### Prompt 1
List every amount of time stated in the Apollo excerpt.
### Prompt 2
Write out the part of the Apollo excerpt from "A meal, not" up to and including "spreads were available.".
### Prompt 3
Answer these questions about the Apollo excerpt, one per line:
(a) Who is looking on during the shaving?
(b) What was the name of the recovery carrier?
(c) What made shaving in space no problem at all?

### Document excerpt
Shaving in space, expected to be a problem (neither astronauts nor delicate mechanism would thrive in a whiskery atmosphere), proved to be no problem at all with an adequately sticky lather. Looking on is Apollo 10 Commander Stafford.


A meal, not a map, is what Gene Cernan is holding up here. It's a plastic envelope containing a chicken and vegetabie mix; und with hot water added it made a palatable main course. In the Mercury days space food had been almost as grim as Army survival rations, but during Apollo the eating grew a lot better. By the end of the program, individual astronaut preferences were reflected in the flight menus, and spooned dishes and sandwich spreads were available.

Fifteen minutes before reentry, they separated the command module from the service module. The command module bearing the crew streaked through the atmosphere; the parachutes deployed and let the spacecraft down on their target coordinates. The astronauts always made much of the accuracy of their landings, with a pool going to the crew landing closest to the target. (In fact, the navigation and guidance accuracy was such that the spacecraft computers pinpointed the target location better than the recovery ships were able to. Later, ships used inertial navigation that was as accurate as that in the spacecraft, but their captains stood off by a mile or two from the landing point to avoid any possibility of a collision.) Navy helicopters swung over their rafts, lifted the crew and took them back to the recovery carrier, the USS Princeton, within 39 minutes after the craft had hit the water. About an hour later, the spacecraft itself was hoisted. charred and dripping, onto the deck of the Princeton.

### Extracted material
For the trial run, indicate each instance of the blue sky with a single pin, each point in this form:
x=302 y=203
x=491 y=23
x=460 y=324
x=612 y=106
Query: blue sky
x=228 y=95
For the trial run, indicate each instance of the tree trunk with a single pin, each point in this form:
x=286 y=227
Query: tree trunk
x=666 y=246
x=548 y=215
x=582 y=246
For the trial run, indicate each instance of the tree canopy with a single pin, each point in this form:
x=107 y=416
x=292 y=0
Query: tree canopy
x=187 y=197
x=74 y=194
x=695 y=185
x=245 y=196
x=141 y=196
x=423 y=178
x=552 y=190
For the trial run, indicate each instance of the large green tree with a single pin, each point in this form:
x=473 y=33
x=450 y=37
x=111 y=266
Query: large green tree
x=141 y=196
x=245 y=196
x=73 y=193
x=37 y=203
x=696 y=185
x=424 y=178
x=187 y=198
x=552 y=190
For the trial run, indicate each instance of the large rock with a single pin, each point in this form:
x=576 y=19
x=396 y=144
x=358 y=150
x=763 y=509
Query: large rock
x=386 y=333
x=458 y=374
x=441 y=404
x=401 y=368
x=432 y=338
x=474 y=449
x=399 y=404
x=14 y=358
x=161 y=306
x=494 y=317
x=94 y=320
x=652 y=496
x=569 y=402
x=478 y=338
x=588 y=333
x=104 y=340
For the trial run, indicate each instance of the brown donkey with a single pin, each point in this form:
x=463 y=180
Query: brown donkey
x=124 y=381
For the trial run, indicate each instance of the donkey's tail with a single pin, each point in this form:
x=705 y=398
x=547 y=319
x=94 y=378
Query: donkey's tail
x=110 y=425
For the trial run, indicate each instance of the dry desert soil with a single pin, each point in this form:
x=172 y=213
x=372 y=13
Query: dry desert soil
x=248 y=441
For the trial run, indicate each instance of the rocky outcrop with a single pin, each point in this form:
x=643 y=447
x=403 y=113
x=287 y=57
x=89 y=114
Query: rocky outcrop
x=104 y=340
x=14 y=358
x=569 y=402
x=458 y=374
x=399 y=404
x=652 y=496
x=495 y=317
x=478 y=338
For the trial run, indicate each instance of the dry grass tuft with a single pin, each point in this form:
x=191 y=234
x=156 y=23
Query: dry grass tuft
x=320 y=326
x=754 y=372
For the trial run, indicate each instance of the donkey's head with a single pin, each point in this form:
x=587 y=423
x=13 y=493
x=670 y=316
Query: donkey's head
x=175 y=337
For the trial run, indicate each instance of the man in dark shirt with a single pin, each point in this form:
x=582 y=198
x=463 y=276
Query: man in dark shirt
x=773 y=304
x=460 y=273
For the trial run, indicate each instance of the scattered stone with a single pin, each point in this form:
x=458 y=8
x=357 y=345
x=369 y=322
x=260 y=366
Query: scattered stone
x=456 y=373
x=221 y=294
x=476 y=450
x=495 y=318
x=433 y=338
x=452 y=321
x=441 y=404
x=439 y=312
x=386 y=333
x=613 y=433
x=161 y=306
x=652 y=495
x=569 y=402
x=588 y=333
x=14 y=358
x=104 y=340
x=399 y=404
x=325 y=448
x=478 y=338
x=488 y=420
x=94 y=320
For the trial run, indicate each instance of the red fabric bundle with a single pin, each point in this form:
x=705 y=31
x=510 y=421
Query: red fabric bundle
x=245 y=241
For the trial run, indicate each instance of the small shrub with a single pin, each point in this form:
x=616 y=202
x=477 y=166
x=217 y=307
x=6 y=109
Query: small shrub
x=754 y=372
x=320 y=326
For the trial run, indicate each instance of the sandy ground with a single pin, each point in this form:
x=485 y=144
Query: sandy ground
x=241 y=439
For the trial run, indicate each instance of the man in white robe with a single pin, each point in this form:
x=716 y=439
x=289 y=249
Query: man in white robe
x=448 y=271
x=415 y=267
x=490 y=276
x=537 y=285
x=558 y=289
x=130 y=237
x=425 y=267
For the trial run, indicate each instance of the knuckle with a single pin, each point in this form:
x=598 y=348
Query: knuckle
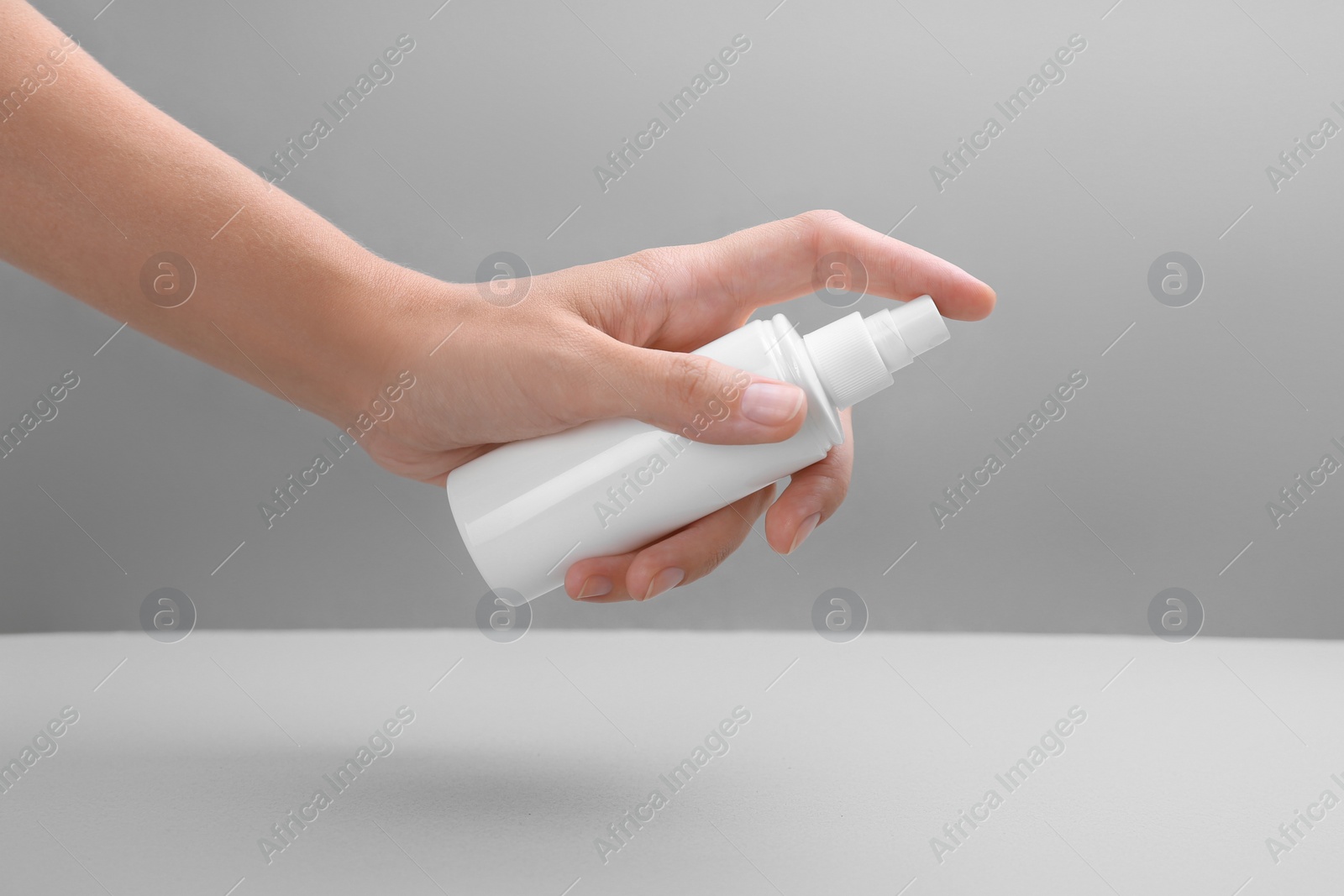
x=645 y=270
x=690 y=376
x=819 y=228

### Written solution 1
- Fifteen minutes
- 39 minutes
- About an hour

### Written solution 2
A meal, not a map, is what Gene Cernan is holding up here. It's a plastic envelope containing a chicken and vegetabie mix; und with hot water added it made a palatable main course. In the Mercury days space food had been almost as grim as Army survival rations, but during Apollo the eating grew a lot better. By the end of the program, individual astronaut preferences were reflected in the flight menus, and spooned dishes and sandwich spreads were available.

### Written solution 3
(a) Apollo 10 Commander Stafford
(b) The USS Princeton
(c) An adequately sticky lather